*Objective:* Reproduce verbatim the lines of the data below, starting at the line containing "of the cabinet" and ending with the line containing "of the drawer", both included. Return nothing else.

*Dataset excerpts:*
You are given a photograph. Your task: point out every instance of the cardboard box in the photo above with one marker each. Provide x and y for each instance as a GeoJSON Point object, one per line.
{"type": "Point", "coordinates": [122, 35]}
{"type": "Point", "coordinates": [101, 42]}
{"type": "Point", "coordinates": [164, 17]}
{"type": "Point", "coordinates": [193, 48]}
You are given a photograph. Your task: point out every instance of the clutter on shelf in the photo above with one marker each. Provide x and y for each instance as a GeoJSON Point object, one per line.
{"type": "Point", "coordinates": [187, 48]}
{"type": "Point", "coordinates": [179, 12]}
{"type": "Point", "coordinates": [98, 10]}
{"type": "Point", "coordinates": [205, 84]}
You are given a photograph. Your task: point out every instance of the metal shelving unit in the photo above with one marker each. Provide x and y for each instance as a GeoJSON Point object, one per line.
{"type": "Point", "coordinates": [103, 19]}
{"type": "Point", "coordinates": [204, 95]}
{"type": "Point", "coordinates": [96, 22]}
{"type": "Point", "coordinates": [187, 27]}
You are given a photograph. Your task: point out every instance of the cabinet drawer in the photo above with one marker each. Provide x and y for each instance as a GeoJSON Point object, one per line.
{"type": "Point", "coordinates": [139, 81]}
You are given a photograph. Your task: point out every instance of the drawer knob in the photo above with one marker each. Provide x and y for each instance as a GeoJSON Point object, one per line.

--

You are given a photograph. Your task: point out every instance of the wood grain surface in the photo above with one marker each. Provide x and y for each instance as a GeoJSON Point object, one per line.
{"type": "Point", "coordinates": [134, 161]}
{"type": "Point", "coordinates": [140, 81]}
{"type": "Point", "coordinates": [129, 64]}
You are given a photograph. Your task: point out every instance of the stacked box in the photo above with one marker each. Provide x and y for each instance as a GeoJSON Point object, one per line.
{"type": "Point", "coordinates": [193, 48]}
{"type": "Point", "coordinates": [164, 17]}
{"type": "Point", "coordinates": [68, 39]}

* * *

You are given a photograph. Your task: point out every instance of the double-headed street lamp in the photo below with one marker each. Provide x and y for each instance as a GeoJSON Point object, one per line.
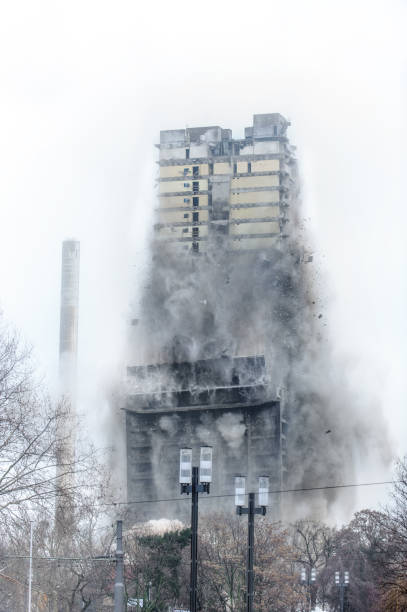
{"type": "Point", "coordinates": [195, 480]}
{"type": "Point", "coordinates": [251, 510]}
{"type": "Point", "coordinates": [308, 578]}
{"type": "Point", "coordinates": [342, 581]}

*Solved problem:*
You are given a photograph. Your task: point out every instance of the cabinet drawer in the photo above with one marker each. Provide x and y for each instance as a GeoJSON Point object, one per line.
{"type": "Point", "coordinates": [139, 81]}
You are given a photograph. Your task: point out every instance of the drawer knob in the photo above with one marker each. Provide x and y for each instance as a GeoJSON Point object, one per line.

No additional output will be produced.